• SET TASK A
Rewrite the part of the home run piece that begins at the words "Home-team home runs" and stops after "Giants, or something.", substituting "bargaining table" for "negotiating table".
• SET TASK B
Using the home run piece, mark each statement yes or no, and quote the words that settle it: (i) The highest WPA moment in 2022 was a home run by Jorge Alfaro. (ii) The ninth-inning Tyler O'Neill solo shot came against the Cardinals. (iii) Stephen Vogt's final season was last year.

• PROVIDED PASSAGE
Step 1: Low Impact on the Game (5,215 --> 453)

Stop trying to change the game! It’s fine as it is. Our crowning home run cannot be a walk-off, a tie-breaker, a lead-changer, or anything of the sort. It should have a miniscule impact on the game’s eventual outcome.

Thankfully, there’s a statistic for that. Win Probability Added (WPA) calculates the percent change in outcome a particular play has in a given game. The higher the WPA, the more influential the play, the lower, the more irrelevant. The highest WPA moment in 2022 was this walk-off, two-out, three-run tater from Jorge Alfaro.

That’s one hair-raising, goosebumps-inducing, highlight-rewinding home run. We want to get as far away from this type of excitement as possible.

In 2022, 454 home runs had a WPA under .01 (a less than 1% influence over the eventual result of the game). These are the naptime taters, the forgettable four-baggers. I see no better place to start.

Step 2: Away Teams Only (453 --> 228)

In the eyes of an impressionable child, all home runs are awe-inspiring. These kids can’t even do their own taxes yet, or dice an onion, so you can imagine how a dinger would blow their minds into smithereens. Most children at baseball games are fans of the home team and even the most garbage-time home run could push an innocent young buck towards becoming the next Mike Trout.

Take this ninth-inning Tyler O’Neill solo shot against the Braves. Sure, the Cardinals were down 10 at the time and had essentially zero chance to come back and win. But the fireworks still went off, the crowd still cheered, a kid or two still had their days made.

Home-team home runs are off the board.

Step 3: No award winners or vote recipients (228 --> 183)

You want to look Aaron Judge in the eye and call him irrelevant? I don’t. Anybody who received an MVP vote is too important to have the least important home run. 

Step 4: No free agents (183 --> 100)

When it comes to the negotiating table, all home runs, both clobbered and allowed, make a difference. Maybe if Carlos Correa doesn’t hit this home run he ends up on the Giants, or something.

Step 5: No position players pitching (100 --> 81)

Hahahahaha. Does that look irrelevant to you?

Step 6: No arbitration-eligible players (81 --> 41)

Just like with free agents, every last stat plays a role in determining contracts for arbitration-eligible players. Final dollar figures are based directly off of past performance, and we don’t want to take a penny out of anyone’s pocket.

Step 7: No first two months of the year (41 --> 29)

Spring is a time for dreams. Even the most rudderless team has a glimmer of hope during April and May. No club is truly out of it until Memorial Day. To diminish that heroic sense of belief would be scientific malpractice. Even this Charlie Blackmon shot from April has a tinge of promise to it ... if you look hard enough.

Step 8: No playoff teams (29 --> 11)

Any home run can squash or inspire a magical vibe. Maybe this random Garrett Stubbs dinger from August was the spark for the Phillies' World Series run. Better safe than sorry.

The Top 11


Time to start crossing them off one at a time.

11. Stephen Vogt: Last year was Stephen Vogt’s final season. A last hurrah for an MLB cult hero. Not irrelevant.

10. Luis Garcia: This was 113 mph off the bat. An absolute laser beam.

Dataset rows
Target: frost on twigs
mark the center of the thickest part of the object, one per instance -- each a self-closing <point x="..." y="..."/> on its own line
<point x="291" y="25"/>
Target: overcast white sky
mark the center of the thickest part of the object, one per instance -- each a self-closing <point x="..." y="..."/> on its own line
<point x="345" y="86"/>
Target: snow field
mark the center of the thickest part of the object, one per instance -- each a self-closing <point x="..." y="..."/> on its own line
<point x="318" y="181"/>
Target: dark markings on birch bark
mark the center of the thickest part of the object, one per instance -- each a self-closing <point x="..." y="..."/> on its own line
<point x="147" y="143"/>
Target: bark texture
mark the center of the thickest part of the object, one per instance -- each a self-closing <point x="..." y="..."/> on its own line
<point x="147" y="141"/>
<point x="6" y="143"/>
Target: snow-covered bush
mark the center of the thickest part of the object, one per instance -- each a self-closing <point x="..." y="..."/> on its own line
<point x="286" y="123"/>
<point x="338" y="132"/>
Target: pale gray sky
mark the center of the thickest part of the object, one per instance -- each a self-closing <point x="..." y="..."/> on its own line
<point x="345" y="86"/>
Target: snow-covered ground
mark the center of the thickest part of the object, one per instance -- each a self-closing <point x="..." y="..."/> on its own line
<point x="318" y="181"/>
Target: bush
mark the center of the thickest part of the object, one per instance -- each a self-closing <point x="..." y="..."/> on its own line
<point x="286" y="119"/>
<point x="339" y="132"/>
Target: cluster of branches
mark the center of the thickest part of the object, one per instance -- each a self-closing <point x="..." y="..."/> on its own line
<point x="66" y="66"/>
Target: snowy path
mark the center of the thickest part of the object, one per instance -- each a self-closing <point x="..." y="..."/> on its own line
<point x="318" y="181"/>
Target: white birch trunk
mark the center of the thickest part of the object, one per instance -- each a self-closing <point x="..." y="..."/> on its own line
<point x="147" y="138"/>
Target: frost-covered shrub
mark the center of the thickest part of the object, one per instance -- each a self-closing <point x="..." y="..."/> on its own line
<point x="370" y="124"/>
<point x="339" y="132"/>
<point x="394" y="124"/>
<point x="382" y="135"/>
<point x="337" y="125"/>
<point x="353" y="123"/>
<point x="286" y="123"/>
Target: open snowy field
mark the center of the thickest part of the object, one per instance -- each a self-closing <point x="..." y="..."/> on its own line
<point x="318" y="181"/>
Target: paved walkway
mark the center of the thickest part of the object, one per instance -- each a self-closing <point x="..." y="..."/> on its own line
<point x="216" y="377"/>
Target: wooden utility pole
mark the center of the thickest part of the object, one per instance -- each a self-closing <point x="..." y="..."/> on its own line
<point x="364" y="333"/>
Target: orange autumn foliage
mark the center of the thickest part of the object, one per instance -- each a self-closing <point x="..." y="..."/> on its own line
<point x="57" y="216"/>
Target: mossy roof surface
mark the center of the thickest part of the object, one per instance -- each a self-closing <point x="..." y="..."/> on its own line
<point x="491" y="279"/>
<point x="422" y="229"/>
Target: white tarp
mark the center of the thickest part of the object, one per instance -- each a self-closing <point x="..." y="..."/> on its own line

• TASK RESULT A
Home-team home runs are off the board.

Step 3: No award winners or vote recipients (228 --> 183)

You want to look Aaron Judge in the eye and call him irrelevant? I don’t. Anybody who received an MVP vote is too important to have the least important home run. 

Step 4: No free agents (183 --> 100)

When it comes to the bargaining table, all home runs, both clobbered and allowed, make a difference. Maybe if Carlos Correa doesn’t hit this home run he ends up on the Giants, or something.

• TASK RESULT B
(i) Yes: "The highest WPA moment in 2022 was this walk-off, two-out, three-run tater from Jorge Alfaro."
(ii) No: "Take this ninth-inning Tyler O’Neill solo shot against the Braves."
(iii) Yes: "Last year was Stephen Vogt’s final season."